Task statement
Give back exactly the lines running from the line with "sun and record the pixel coordinates." to the end of the entries, and only those lines.

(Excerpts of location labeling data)
•••••

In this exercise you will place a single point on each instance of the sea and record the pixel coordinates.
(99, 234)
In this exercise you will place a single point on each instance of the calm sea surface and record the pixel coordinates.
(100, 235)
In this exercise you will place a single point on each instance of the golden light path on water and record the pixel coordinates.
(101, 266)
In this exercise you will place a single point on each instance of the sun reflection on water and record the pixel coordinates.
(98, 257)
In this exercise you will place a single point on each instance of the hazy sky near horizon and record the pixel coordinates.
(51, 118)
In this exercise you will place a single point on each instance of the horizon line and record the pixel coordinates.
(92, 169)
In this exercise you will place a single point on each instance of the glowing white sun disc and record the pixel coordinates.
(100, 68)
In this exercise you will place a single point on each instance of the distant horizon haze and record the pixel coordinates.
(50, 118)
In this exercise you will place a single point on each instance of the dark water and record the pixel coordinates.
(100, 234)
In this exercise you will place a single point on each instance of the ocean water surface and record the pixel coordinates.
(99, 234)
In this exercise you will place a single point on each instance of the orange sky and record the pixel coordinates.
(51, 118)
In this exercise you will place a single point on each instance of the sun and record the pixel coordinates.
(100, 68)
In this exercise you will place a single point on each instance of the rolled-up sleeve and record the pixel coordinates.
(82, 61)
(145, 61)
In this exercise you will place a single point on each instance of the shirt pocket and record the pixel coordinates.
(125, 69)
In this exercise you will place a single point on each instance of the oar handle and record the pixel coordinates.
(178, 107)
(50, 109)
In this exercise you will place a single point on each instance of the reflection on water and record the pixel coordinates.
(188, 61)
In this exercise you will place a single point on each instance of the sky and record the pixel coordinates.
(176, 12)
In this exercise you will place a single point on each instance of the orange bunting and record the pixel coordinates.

•••••

The result
In this exercise you will place a single point on each instance of the sun and record the pixel coordinates.
(100, 68)
In this exercise you will place a single point on each instance of the rolled-up sleeve and record the pixel coordinates.
(82, 61)
(145, 61)
In this exercise you will place a single point on each instance of the shirt pocket and record the pixel coordinates.
(125, 69)
In this exercise you will place a single point on each instance of the oar handle and record the pixel coordinates.
(178, 107)
(50, 109)
In this exercise you will place a single point on each instance of the reflection on water and record the pixel coordinates.
(188, 61)
In this exercise you will place a single point on each instance of the sky and record the pixel coordinates.
(176, 12)
In this exercise you will place a single point on each instance of the orange bunting and record the pixel coordinates.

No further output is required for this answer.